(Excerpts of location labeling data)

★ ★ ★ ★

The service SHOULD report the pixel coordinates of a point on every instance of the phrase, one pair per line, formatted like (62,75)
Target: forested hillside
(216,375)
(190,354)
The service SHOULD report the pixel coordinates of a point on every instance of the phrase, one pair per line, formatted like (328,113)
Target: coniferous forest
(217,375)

★ ★ ★ ★

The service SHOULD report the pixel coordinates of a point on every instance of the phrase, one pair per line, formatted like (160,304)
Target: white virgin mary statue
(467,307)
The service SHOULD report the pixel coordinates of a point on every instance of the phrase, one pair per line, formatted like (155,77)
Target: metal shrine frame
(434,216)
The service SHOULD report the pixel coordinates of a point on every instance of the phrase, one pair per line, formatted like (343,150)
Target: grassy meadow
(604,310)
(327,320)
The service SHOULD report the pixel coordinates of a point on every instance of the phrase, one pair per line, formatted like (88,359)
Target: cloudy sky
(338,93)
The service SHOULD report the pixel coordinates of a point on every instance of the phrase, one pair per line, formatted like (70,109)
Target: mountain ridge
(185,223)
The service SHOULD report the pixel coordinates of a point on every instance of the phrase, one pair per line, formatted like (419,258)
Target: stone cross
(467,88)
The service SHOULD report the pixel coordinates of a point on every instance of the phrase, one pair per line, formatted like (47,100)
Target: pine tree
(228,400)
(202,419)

★ ★ ★ ★

TASK INSTRUCTIONS: Please select each line of the data above that contains the word "pair". Case counts.

THE REPLY:
The service SHOULD report the pixel coordinates of a point on every instance of the phrase, one pair per line, formatted like (62,75)
The service SHOULD report the pixel coordinates of a point on every instance of the phrase, one pair per line, formatted like (328,113)
The service SHOULD report the pixel coordinates of a point on every instance of the phrase, one pair per line, formatted like (160,304)
The service SHOULD report the pixel coordinates of a point on every instance of the phrase, one pair per line, formatted like (155,77)
The service SHOULD report the pixel coordinates of a point on every instance of the phrase, one pair per line, formatted like (343,150)
The service SHOULD report the pixel coordinates of a point on every instance of the phrase, one pair per line, formatted like (88,359)
The service SHOULD report the pixel coordinates of a point on every instance of the phrase, one pair per line, formatted like (70,109)
The service SHOULD report the pixel coordinates of a point on every instance of the phrase, one pair per line, formatted like (419,258)
The service SHOULD report the pixel coordinates of a point on every instance of the phrase, one pair per line, formatted like (47,100)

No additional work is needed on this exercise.